__Task objective__.
Repeat the listing in full, exactly as it stands.

[start Task material]

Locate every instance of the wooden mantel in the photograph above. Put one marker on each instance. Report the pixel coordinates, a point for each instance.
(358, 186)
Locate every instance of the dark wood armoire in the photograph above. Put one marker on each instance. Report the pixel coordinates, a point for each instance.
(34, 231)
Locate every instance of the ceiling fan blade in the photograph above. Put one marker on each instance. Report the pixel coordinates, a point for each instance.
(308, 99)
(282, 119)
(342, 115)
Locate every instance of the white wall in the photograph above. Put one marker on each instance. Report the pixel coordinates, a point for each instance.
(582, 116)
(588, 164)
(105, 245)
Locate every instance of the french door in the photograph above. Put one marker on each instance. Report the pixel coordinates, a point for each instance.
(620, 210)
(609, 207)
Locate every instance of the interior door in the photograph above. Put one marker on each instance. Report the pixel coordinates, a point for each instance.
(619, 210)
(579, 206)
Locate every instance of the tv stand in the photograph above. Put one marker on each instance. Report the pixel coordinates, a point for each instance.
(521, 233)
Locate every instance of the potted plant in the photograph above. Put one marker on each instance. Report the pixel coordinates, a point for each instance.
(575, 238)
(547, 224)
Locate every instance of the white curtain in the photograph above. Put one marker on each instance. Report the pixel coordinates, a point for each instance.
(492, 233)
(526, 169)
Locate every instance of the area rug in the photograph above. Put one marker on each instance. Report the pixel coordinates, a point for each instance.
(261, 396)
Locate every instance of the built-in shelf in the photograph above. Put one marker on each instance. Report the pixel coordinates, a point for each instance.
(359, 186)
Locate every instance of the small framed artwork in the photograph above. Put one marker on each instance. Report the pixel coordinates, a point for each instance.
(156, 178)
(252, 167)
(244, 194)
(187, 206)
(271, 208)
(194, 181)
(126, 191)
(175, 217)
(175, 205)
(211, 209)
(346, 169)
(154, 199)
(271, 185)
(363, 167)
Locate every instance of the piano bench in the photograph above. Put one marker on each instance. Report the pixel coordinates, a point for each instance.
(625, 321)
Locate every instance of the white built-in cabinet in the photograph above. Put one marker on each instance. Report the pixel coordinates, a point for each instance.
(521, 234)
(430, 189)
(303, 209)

[end Task material]

__Response to the exercise__.
Locate every instance of the wooden mantel in the photograph above. Put one marker on each instance. Report the pixel coordinates, a point for each instance.
(358, 186)
Locate every instance of the dark wood armoire in the photograph above. Put one marker on each instance. Report the pixel coordinates, a point for each instance.
(34, 231)
Locate every instance of the ceiling fan blade in the photograph above. Put one marker on each instance. Report the pixel coordinates, a point for each instance.
(308, 99)
(282, 119)
(342, 115)
Locate every instance of the white wall in the photograph above. Put one marker on each instance. Report the pixel coordinates, a point for each instance.
(582, 116)
(588, 164)
(105, 245)
Locate every instance of the french door in the photograph above. Put one marker on each instance. Report the pixel coordinates, a point for each instance.
(620, 210)
(609, 207)
Locate every instance of the interior door in the photograph above. Put one marker on each instance. Report the pixel coordinates, a point for each instance.
(619, 210)
(579, 206)
Locate every instance of the tv stand in the photograph above. Put one marker on each instance. Report the pixel coordinates, a point for each instance.
(521, 233)
Locate every instance of the potted plant in the photograph above. Put one marker on each instance. Report the pixel coordinates, a point for each instance.
(575, 238)
(547, 224)
Locate every instance of the white curtain in the photograph above. Put one marker on each instance. Report the pixel coordinates, a point for each instance.
(492, 233)
(526, 169)
Locate every instance of the area rug in the photograph above. Put one marker on each instance. Report the pixel coordinates, a point for each instance.
(261, 396)
Locate every instance of the built-in shelf in the photograph above. Put one marker on each instance. Report the pixel coordinates, a point for each instance.
(359, 186)
Locate every instance of the small framed artwork in the photograph above. Put one marker on each instance. Report the pixel coordinates, a point for each instance.
(156, 178)
(252, 167)
(244, 194)
(187, 206)
(271, 208)
(194, 181)
(126, 191)
(175, 217)
(175, 205)
(211, 209)
(346, 169)
(154, 199)
(271, 185)
(363, 167)
Locate every instance of the piano bench in the photograph above. Put one marker on each instance. Report the pixel coordinates, a point for each instance.
(625, 321)
Locate every instance of the white built-in cabinet in the photograph above. Put one marker on each instance. Report the pixel coordinates, a point for each instance.
(521, 234)
(430, 189)
(303, 209)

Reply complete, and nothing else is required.